[Given text]

---+---

A GCC would act as a good-faith broker searching for gaps, overlaps, conflicts, inconsistencies, and synergistic opportunities among the various public and private entities already involved in shaping the course of an emerging field. Its primary task will be to forge a robust set of mechanisms that comprehensively address challenges arising from new innovations, while remaining flexible enough to adapt those mechanisms as an industry develops and changes.
The GCCs would be led by “accomplished elders” who have achieved wide respect (Wallach doesn’t specify their exact qualifications) and would work together with all interested stakeholders to monitor development and propose solutions to perceived problems.
Public engagement is another area Wallach addresses, highlighting the use of citizen panels as a way to involve a representative cross section of citizens to tap into their knowledge and provide input to lawmakers. Such a group would allow citizens to receive information and opinions that are different from those traditionally offered by politicians, experts, and interest groups. It would also provide a better way to generate informed attitudes that can be clearly expressed to decision makers.

---+---

[Problems to work on]
A) From the passage on governance coordinating committees, write out the words between "The GCCs would" and "to decision makers.", inclusive.
B) Extend the passage on governance coordinating committees and citizen panels with the text that comes after its last sentence.

[Dataset entries]
---+---

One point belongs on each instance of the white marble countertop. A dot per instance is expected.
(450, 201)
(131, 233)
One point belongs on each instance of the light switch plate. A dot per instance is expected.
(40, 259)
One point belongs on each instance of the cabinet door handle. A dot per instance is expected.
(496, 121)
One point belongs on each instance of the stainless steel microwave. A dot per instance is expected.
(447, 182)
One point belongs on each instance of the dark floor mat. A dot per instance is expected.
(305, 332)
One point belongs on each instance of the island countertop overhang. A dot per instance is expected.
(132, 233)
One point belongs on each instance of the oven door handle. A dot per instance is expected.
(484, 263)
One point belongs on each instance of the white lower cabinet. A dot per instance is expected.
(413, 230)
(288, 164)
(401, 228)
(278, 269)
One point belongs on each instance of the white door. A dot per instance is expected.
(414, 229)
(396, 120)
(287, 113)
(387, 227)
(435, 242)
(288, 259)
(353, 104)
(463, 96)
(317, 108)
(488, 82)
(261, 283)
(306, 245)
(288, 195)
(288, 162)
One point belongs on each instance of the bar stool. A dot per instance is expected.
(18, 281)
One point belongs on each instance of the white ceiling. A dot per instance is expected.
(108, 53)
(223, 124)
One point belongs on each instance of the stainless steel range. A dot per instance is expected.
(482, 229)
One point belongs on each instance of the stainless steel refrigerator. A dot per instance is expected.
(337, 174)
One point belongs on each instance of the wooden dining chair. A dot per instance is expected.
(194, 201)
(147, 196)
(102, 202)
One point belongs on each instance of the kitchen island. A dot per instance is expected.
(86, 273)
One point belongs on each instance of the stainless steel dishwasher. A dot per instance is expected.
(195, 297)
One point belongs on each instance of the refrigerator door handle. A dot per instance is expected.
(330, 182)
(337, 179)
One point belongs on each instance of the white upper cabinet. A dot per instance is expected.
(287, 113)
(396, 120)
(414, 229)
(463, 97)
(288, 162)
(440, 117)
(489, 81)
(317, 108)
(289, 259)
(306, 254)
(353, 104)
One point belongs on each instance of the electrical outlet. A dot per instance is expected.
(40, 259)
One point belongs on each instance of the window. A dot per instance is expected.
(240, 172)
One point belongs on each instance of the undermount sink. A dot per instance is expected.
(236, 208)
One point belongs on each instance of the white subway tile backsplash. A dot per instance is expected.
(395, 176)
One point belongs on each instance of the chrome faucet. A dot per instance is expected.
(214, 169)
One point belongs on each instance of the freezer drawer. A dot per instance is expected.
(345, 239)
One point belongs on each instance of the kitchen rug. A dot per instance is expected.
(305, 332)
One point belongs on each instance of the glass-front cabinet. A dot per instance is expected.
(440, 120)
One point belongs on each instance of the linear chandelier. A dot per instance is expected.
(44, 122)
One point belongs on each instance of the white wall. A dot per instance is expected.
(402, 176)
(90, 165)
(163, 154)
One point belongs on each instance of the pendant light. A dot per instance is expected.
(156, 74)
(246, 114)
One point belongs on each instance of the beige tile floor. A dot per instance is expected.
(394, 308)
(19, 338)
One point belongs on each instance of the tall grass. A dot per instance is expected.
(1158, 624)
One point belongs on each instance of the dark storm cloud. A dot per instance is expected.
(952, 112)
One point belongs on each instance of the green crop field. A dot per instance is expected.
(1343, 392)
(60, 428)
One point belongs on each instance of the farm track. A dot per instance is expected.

---+---

[Set of answers]
A)
The GCCs would be led by “accomplished elders” who have achieved wide respect (Wallach doesn’t specify their exact qualifications) and would work together with all interested stakeholders to monitor development and propose solutions to perceived problems.
Public engagement is another area Wallach addresses, highlighting the use of citizen panels as a way to involve a representative cross section of citizens to tap into their knowledge and provide input to lawmakers. Such a group would allow citizens to receive information and opinions that are different from those traditionally offered by politicians, experts, and interest groups. It would also provide a better way to generate informed attitudes that can be clearly expressed to decision makers.

B)
Without proper citizen engagement and a means to contain the power of minority interests, technological development will proceed unhindered, for better or, quite possibly, worse. The sheer speed of change will assuredly result not just in people who surrender their lives to gadgets and machines they may not want, but in vast disruptions that society cannot mitigate. Although such a view may mark me as a Luddite, it’s appropriate to remember that the purpose of technology is to benefit our quality of life. Technological progress alone is not a means of transcending the human condition or a goal in itself; it is a tool for improving the human lot, and like any tool, it can cause serious harm with improper use. In the end, the most important message that Wallach shares—and I appreciate his effort to do so with elegance and perspicacity throughout the book—is that we need to harness the full force of our democracy to shape technological progress according to our values. Otherwise, we will end up controlled by technologies whose ramifications we did not foresee and whose path we neglected.
Eleonore Pauwels is codirector of Biology Collectives and a senior associate and scholar with the Science and Technology Innovation Program at the Woodrow Wilson International Center for Scholars in Washington, DC.